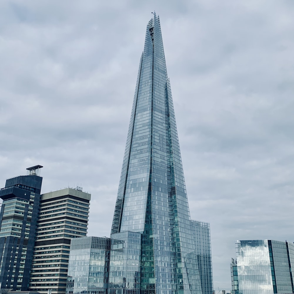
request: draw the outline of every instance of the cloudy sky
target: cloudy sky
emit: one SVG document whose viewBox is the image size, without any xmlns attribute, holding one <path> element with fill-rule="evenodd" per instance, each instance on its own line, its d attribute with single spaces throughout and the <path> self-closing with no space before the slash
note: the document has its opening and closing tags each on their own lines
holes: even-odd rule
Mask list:
<svg viewBox="0 0 294 294">
<path fill-rule="evenodd" d="M 109 236 L 146 24 L 160 17 L 192 217 L 214 285 L 236 240 L 294 241 L 294 1 L 0 2 L 0 186 L 92 194 Z"/>
</svg>

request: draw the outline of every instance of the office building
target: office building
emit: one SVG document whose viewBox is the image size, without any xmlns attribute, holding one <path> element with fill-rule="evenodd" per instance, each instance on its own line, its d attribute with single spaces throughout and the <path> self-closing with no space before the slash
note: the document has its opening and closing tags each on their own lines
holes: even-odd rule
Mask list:
<svg viewBox="0 0 294 294">
<path fill-rule="evenodd" d="M 6 180 L 0 190 L 0 283 L 2 289 L 27 290 L 41 197 L 42 177 L 36 165 L 28 174 Z"/>
<path fill-rule="evenodd" d="M 231 263 L 235 294 L 294 293 L 294 244 L 271 240 L 236 241 Z"/>
<path fill-rule="evenodd" d="M 65 293 L 71 240 L 87 234 L 91 198 L 79 187 L 42 194 L 30 291 Z"/>
<path fill-rule="evenodd" d="M 106 294 L 108 287 L 110 239 L 73 239 L 69 262 L 67 294 Z"/>
<path fill-rule="evenodd" d="M 211 294 L 213 287 L 210 225 L 208 222 L 193 220 L 191 221 L 191 224 L 196 245 L 202 293 Z"/>
<path fill-rule="evenodd" d="M 111 231 L 110 294 L 201 294 L 193 226 L 154 13 L 140 62 Z M 113 247 L 114 240 L 120 241 Z"/>
</svg>

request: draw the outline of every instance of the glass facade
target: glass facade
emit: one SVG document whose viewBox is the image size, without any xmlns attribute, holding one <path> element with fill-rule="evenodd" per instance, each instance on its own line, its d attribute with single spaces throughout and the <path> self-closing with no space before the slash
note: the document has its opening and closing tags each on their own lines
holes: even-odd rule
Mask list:
<svg viewBox="0 0 294 294">
<path fill-rule="evenodd" d="M 106 237 L 72 240 L 67 294 L 107 293 L 110 250 L 110 239 Z"/>
<path fill-rule="evenodd" d="M 154 13 L 146 30 L 111 229 L 111 239 L 123 244 L 111 251 L 111 293 L 136 293 L 139 285 L 142 294 L 201 294 L 193 226 Z M 135 245 L 126 240 L 135 233 L 134 242 L 140 239 Z M 136 248 L 131 258 L 124 255 L 131 245 Z M 125 265 L 123 256 L 132 264 Z"/>
<path fill-rule="evenodd" d="M 236 241 L 231 265 L 235 294 L 294 293 L 292 267 L 294 245 L 270 240 Z"/>
<path fill-rule="evenodd" d="M 195 237 L 202 294 L 211 294 L 213 292 L 213 286 L 210 225 L 208 222 L 194 220 L 191 221 L 191 223 Z"/>
<path fill-rule="evenodd" d="M 111 235 L 110 294 L 139 294 L 141 234 L 124 232 Z"/>
<path fill-rule="evenodd" d="M 6 180 L 0 190 L 0 283 L 14 290 L 27 290 L 41 197 L 42 178 L 28 173 Z"/>
</svg>

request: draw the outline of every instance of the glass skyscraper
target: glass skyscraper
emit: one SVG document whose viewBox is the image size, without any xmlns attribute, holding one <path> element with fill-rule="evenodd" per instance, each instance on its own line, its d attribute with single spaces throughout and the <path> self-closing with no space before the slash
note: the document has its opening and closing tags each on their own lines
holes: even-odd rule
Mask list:
<svg viewBox="0 0 294 294">
<path fill-rule="evenodd" d="M 231 265 L 235 294 L 294 293 L 293 243 L 271 240 L 236 241 Z"/>
<path fill-rule="evenodd" d="M 111 229 L 110 293 L 201 293 L 195 234 L 154 13 L 140 61 Z"/>
</svg>

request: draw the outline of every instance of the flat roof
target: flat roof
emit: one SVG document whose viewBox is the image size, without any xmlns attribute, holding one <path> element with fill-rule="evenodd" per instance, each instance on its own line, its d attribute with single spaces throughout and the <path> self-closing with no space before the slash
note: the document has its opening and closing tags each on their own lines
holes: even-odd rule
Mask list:
<svg viewBox="0 0 294 294">
<path fill-rule="evenodd" d="M 28 170 L 37 170 L 38 169 L 43 167 L 44 167 L 41 165 L 35 165 L 34 166 L 32 166 L 31 167 L 28 167 L 26 169 Z"/>
</svg>

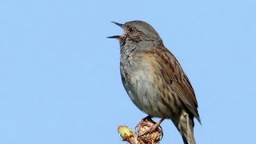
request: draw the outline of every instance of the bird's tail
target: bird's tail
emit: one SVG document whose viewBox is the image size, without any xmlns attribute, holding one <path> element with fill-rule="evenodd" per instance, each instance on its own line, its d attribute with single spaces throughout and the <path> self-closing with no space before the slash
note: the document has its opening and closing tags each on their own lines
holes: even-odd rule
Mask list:
<svg viewBox="0 0 256 144">
<path fill-rule="evenodd" d="M 196 144 L 194 138 L 194 120 L 187 113 L 180 115 L 178 121 L 174 122 L 181 134 L 184 144 Z"/>
</svg>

__________

Render every line of the entries above as a Markdown table with the columns "Row" and "Line", numbering the rows and omitting blank lines. Leave the pictures out of the answer.

# Result
| Row | Line |
|---|---|
| 1 | request: draw the outline of every instance of the cloudy sky |
| 2 | target: cloudy sky |
| 3 | emit: one SVG document whose viewBox is the image size, without any xmlns attribute, holding one <path> element with fill-rule="evenodd" per instance, each instance on its own line, its d attribute with single spaces throughout and the <path> self-closing with no space before the slash |
| 4 | note: the document has its opening and closing tags each on their own lines |
| 5 | holes: even-odd rule |
| 6 | Mask list: |
| 7 | <svg viewBox="0 0 294 294"> |
| 8 | <path fill-rule="evenodd" d="M 109 236 L 146 24 L 160 17 L 192 217 L 214 285 L 236 240 L 294 241 L 294 1 L 0 2 L 0 186 L 92 194 Z"/> |
| 9 | </svg> |
| 10 | request: draw the outline of every instance of the office building |
| 11 | target: office building |
| 12 | emit: one SVG document whose viewBox is the image size, without any xmlns attribute, holding one <path> element with fill-rule="evenodd" per instance, each instance on its own line, its d attribute with single spaces throughout and the <path> self-closing with no space before the slash |
| 13 | note: the document has its opening and closing tags each on their own lines |
| 14 | holes: even-odd rule |
| 15 | Mask list: |
| 16 | <svg viewBox="0 0 294 294"> |
| 17 | <path fill-rule="evenodd" d="M 6 180 L 0 190 L 0 283 L 2 289 L 27 290 L 41 197 L 42 177 L 36 165 L 28 174 Z"/> |
| 18 | <path fill-rule="evenodd" d="M 231 263 L 235 294 L 294 293 L 294 244 L 271 240 L 236 241 Z"/> |
| 19 | <path fill-rule="evenodd" d="M 65 293 L 71 240 L 87 234 L 91 198 L 79 187 L 42 194 L 30 291 Z"/> |
| 20 | <path fill-rule="evenodd" d="M 106 294 L 108 287 L 110 239 L 73 239 L 69 262 L 67 294 Z"/> |
| 21 | <path fill-rule="evenodd" d="M 211 294 L 213 287 L 210 225 L 208 222 L 193 220 L 191 221 L 191 224 L 196 245 L 202 293 Z"/> |
| 22 | <path fill-rule="evenodd" d="M 111 231 L 110 294 L 201 294 L 193 226 L 154 13 L 140 62 Z M 113 247 L 114 240 L 120 241 Z"/> |
| 23 | </svg> |
| 24 | request: draw the outline of every instance of the glass facade |
| 25 | target: glass facade |
| 26 | emit: one SVG document whose viewBox is the image size, without any xmlns attribute, holding one <path> element with fill-rule="evenodd" per instance, each instance on its own line, its d attribute with single spaces throughout and the <path> self-closing with no space before the slash |
| 27 | note: the document has its opening and closing tags each on their own lines |
| 28 | holes: even-odd rule |
| 29 | Mask list: |
| 30 | <svg viewBox="0 0 294 294"> |
| 31 | <path fill-rule="evenodd" d="M 106 237 L 72 240 L 67 294 L 107 293 L 110 250 L 110 239 Z"/> |
| 32 | <path fill-rule="evenodd" d="M 154 13 L 146 30 L 111 229 L 111 239 L 123 244 L 111 251 L 111 293 L 136 293 L 139 285 L 142 294 L 201 294 L 193 226 Z M 135 245 L 126 240 L 135 233 L 134 242 L 140 239 Z M 136 248 L 131 258 L 124 255 L 131 245 Z M 125 265 L 123 256 L 132 264 Z"/> |
| 33 | <path fill-rule="evenodd" d="M 236 241 L 231 265 L 235 294 L 294 293 L 292 267 L 294 245 L 270 240 Z"/> |
| 34 | <path fill-rule="evenodd" d="M 195 237 L 202 294 L 211 294 L 213 292 L 213 286 L 210 225 L 208 222 L 194 220 L 191 221 L 191 223 Z"/> |
| 35 | <path fill-rule="evenodd" d="M 111 235 L 110 294 L 139 294 L 141 234 L 124 232 Z"/> |
| 36 | <path fill-rule="evenodd" d="M 6 180 L 0 190 L 0 283 L 14 290 L 27 290 L 41 197 L 42 178 L 28 173 Z"/> |
| 37 | </svg> |
| 38 | request: draw the outline of every instance of the glass skyscraper |
| 39 | target: glass skyscraper |
| 40 | emit: one SVG document whose viewBox is the image size, without any xmlns attribute, holding one <path> element with fill-rule="evenodd" per instance, each instance on its own line, its d attribute with single spaces throughout and the <path> self-closing with no space before the slash |
| 41 | note: the document has its opening and closing tags each on their own lines |
| 42 | holes: even-odd rule |
| 43 | Mask list: |
| 44 | <svg viewBox="0 0 294 294"> |
| 45 | <path fill-rule="evenodd" d="M 231 265 L 235 294 L 294 293 L 293 243 L 271 240 L 236 241 Z"/> |
| 46 | <path fill-rule="evenodd" d="M 111 229 L 110 293 L 201 293 L 195 234 L 154 13 L 140 61 Z"/> |
| 47 | </svg> |
| 48 | request: draw the outline of every instance of the flat roof |
| 49 | target: flat roof |
| 50 | emit: one SVG document whose viewBox is the image size, without any xmlns attribute, holding one <path> element with fill-rule="evenodd" per instance, each instance on its own line, its d attribute with single spaces throughout and the <path> self-closing with no space before the slash |
| 51 | note: the document has its opening and closing tags each on their own lines |
| 52 | holes: even-odd rule |
| 53 | Mask list: |
| 54 | <svg viewBox="0 0 294 294"> |
| 55 | <path fill-rule="evenodd" d="M 28 170 L 37 170 L 38 169 L 43 167 L 44 167 L 41 165 L 35 165 L 34 166 L 32 166 L 31 167 L 28 167 L 26 169 Z"/> |
| 56 | </svg> |
| 57 | request: draw the outline of every instance of the bird's tail |
| 58 | target: bird's tail |
| 59 | emit: one SVG document whose viewBox is the image size, without any xmlns attribute, holding one <path> element with fill-rule="evenodd" per instance, each instance on its own line, its d attribute with single spaces throughout and the <path> self-closing with no space before the slash |
| 60 | note: the document has its opening and closing tags each on their own lines |
| 61 | holes: even-odd rule |
| 62 | Mask list: |
| 63 | <svg viewBox="0 0 256 144"> |
| 64 | <path fill-rule="evenodd" d="M 196 144 L 194 138 L 194 120 L 187 113 L 180 115 L 178 121 L 174 122 L 181 134 L 184 144 Z"/> |
| 65 | </svg> |